→ Given records:
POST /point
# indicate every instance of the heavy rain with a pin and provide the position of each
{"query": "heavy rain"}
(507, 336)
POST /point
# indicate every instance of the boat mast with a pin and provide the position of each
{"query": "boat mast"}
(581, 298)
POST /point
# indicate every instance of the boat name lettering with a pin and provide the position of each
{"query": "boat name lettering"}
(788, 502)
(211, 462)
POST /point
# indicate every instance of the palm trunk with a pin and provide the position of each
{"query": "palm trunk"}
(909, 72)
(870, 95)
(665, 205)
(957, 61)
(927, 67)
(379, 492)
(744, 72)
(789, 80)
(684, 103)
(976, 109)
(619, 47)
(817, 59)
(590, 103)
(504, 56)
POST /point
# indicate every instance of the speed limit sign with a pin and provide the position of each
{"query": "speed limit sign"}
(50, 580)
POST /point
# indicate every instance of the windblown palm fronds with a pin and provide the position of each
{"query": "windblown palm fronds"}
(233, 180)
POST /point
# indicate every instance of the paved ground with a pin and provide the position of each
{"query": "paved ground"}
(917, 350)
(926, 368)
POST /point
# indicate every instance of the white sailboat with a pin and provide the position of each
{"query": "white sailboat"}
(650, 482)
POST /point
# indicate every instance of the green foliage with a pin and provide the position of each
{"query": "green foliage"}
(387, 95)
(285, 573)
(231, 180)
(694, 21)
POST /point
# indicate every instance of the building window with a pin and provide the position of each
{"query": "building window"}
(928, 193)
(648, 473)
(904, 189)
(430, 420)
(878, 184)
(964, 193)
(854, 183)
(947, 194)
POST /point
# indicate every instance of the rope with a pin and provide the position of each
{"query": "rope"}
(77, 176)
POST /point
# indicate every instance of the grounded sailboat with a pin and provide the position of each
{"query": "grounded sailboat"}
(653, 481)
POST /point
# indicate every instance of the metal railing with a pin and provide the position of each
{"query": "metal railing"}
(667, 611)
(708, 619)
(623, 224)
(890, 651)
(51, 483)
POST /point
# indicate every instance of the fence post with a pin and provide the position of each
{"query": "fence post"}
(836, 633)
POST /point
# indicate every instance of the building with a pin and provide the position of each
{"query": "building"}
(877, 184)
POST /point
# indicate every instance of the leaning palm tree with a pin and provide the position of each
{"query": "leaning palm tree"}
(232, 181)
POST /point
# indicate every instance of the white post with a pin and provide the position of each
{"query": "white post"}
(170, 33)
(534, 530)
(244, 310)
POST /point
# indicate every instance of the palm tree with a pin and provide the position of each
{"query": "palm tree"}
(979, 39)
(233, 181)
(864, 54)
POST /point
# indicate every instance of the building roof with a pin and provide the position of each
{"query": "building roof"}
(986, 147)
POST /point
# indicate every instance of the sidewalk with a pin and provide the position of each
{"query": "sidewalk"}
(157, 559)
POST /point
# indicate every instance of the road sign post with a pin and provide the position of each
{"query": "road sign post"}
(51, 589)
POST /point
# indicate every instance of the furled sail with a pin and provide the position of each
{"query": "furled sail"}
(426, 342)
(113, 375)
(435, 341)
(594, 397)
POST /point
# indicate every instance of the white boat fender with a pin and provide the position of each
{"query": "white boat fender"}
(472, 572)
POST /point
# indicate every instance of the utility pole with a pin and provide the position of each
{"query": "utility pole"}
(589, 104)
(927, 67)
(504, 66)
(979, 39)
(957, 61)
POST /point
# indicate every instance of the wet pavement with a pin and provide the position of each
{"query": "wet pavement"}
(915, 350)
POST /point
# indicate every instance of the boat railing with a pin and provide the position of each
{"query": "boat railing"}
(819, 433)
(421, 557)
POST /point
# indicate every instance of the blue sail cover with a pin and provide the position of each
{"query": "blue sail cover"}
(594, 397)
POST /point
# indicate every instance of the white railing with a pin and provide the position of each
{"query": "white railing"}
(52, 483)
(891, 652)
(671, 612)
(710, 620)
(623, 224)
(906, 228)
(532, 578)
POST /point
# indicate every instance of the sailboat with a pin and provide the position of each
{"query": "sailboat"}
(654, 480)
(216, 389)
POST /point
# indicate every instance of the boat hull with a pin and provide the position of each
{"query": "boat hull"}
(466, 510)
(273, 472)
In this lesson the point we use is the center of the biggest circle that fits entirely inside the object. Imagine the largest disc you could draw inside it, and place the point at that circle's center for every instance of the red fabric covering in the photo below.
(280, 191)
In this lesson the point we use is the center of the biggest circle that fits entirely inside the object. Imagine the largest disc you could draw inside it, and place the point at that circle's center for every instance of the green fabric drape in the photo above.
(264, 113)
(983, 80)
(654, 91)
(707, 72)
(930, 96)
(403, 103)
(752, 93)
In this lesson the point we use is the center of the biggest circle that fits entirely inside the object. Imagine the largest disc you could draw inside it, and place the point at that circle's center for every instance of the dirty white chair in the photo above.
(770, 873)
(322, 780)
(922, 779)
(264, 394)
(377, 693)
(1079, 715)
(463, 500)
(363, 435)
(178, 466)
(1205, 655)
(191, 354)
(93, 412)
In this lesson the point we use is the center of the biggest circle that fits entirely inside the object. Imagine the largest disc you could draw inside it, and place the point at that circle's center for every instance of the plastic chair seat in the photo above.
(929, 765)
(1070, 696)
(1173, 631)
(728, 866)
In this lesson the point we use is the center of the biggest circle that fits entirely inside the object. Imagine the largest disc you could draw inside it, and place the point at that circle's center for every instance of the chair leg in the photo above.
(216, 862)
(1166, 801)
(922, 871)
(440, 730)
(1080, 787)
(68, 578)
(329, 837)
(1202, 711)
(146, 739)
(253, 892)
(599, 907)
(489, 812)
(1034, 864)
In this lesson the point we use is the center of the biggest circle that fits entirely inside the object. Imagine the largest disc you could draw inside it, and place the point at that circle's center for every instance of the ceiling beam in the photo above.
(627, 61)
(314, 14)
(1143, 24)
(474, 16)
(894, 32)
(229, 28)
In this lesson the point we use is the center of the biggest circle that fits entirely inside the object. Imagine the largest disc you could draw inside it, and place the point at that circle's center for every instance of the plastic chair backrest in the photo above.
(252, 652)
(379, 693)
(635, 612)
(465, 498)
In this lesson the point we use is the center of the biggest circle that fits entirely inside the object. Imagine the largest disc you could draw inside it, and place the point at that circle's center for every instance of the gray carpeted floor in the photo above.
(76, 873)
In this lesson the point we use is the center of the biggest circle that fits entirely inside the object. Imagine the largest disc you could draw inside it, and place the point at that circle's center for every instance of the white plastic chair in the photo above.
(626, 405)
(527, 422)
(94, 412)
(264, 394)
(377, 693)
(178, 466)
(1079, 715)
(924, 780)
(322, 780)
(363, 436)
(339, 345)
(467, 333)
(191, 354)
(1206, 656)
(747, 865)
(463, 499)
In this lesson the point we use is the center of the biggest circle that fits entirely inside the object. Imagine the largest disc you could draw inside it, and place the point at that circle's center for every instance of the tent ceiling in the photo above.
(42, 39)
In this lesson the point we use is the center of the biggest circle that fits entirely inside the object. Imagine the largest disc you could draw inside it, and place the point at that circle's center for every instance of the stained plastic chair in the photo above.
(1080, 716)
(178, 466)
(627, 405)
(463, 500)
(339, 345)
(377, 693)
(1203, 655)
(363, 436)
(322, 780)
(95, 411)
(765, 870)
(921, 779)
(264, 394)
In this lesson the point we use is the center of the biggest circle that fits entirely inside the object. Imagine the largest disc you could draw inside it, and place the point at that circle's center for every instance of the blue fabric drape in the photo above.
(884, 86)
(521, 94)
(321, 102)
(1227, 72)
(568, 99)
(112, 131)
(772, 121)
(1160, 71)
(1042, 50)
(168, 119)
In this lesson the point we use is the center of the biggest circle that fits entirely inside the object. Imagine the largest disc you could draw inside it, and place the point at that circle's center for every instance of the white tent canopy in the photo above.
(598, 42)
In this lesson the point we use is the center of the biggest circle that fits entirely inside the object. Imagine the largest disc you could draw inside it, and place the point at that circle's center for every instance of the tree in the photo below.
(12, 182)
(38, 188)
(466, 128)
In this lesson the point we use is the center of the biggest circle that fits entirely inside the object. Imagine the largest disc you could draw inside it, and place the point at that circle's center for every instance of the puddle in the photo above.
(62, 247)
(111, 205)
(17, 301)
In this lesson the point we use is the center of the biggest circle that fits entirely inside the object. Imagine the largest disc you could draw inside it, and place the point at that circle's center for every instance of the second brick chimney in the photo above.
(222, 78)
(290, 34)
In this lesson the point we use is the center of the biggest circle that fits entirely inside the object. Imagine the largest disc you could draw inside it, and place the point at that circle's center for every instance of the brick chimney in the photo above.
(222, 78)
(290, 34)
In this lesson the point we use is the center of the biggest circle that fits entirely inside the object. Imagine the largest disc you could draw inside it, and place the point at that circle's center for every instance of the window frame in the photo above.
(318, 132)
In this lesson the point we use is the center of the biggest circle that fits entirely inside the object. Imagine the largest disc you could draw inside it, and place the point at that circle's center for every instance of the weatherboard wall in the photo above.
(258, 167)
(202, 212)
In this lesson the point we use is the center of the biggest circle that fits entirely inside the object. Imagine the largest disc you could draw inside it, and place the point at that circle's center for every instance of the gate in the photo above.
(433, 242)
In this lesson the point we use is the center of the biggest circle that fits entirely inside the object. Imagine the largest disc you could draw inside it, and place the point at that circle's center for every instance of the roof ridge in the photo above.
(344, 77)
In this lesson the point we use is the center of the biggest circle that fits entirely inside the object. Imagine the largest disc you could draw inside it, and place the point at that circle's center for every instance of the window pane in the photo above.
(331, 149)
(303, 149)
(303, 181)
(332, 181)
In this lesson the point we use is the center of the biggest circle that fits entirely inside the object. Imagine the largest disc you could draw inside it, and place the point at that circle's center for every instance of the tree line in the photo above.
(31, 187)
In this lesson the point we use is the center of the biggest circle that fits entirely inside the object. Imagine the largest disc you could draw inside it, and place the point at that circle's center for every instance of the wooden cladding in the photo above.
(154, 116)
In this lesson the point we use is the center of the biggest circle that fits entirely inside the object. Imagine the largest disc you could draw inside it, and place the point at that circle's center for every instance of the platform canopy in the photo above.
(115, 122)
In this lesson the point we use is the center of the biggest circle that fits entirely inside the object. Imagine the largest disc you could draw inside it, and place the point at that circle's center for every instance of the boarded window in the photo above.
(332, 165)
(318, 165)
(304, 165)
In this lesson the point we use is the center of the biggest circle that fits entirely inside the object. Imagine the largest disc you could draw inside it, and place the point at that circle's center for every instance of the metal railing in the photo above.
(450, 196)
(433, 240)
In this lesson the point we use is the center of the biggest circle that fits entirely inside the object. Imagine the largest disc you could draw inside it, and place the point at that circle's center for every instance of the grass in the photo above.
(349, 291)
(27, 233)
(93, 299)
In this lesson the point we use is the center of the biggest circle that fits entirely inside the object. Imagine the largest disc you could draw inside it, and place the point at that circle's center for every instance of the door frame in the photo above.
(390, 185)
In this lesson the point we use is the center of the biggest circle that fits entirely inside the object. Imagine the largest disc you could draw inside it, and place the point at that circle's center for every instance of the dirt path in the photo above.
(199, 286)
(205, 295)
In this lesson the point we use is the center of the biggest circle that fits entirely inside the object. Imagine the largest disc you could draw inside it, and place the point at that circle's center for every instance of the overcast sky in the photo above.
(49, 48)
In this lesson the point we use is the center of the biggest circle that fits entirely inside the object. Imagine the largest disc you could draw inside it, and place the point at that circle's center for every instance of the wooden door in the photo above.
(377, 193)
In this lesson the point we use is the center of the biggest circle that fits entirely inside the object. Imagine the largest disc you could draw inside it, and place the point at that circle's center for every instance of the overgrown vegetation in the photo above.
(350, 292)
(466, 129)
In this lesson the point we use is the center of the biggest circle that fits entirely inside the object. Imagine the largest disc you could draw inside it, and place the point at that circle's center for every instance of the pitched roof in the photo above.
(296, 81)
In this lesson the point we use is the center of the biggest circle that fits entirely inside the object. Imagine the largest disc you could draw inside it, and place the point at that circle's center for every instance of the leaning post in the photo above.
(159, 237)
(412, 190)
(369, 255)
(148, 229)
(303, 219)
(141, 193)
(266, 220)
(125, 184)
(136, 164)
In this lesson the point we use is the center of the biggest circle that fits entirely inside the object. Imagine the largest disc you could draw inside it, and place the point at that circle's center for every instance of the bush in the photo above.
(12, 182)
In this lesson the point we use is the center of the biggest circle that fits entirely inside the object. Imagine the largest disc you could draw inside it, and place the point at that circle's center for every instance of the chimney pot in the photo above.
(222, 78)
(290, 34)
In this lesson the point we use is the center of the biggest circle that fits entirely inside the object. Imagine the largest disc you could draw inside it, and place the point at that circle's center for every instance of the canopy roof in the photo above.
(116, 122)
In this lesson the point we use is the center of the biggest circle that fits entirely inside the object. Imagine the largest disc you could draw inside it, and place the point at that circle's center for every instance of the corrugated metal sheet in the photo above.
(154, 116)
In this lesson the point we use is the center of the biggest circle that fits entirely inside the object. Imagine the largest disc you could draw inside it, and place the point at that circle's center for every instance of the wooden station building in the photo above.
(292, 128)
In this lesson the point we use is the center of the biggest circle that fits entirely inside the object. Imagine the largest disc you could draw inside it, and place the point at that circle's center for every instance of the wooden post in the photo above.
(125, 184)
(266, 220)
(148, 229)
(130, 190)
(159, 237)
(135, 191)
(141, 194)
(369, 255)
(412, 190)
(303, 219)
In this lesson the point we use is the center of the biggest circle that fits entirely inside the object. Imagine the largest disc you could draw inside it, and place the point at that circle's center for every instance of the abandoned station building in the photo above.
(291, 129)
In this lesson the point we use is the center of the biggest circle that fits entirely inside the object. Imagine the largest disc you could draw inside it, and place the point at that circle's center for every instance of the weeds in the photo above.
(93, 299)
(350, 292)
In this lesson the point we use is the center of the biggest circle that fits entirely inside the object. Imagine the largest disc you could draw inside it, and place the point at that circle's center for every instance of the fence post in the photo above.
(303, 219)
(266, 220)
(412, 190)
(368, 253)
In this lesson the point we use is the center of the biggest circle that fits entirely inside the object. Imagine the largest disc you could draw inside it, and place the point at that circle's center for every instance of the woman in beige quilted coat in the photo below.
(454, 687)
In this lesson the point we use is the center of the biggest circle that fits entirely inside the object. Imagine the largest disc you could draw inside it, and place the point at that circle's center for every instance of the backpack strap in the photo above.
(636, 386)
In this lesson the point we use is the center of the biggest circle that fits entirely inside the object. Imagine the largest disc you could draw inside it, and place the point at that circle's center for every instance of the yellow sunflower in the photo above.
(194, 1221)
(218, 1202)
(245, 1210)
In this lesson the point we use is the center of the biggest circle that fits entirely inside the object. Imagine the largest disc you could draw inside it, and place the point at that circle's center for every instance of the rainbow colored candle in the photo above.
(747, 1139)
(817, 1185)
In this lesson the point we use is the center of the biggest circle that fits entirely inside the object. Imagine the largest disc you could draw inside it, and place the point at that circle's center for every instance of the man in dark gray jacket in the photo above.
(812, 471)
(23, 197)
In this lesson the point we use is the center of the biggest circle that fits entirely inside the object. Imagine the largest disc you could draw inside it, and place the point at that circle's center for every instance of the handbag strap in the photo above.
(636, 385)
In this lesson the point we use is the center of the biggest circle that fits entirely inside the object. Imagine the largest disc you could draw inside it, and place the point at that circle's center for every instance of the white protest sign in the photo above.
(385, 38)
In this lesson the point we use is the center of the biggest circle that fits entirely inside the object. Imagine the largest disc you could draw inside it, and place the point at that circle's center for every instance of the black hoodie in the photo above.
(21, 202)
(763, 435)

→ Aim of the task:
Set down, exactly and in full, the lines from the one containing "jacket in the photo above." through the end of the entries; no other line belongs.

→ Full output:
In this lesson the point we use is the center of the biggest circle that fits entirely inside the object. Imagine the largest disc you could draw inside it, and place the point at that circle's center for every instance of the man in dark gray jacket in the photo above.
(812, 471)
(23, 197)
In this lesson the point we use is the center of the biggest circle that fits entirely inside the object. Imagine the largest disc you could draw inside it, and place the point at that circle's center for every instance of the handbag strap in the photo above.
(636, 385)
In this lesson the point we use is the center of the biggest circle that fits entirely inside the object. Imagine the largest disc you could draw inside it, and place the point at that circle's center for every instance of the white protest sign in the photo above.
(385, 38)
In this lesson the point we use is the center of the biggest circle that fits entirely inside the object. Imagine the largest disc you could draw inside it, and place the point at that circle's center for every instance of the black hoodie in the photo above.
(21, 202)
(763, 435)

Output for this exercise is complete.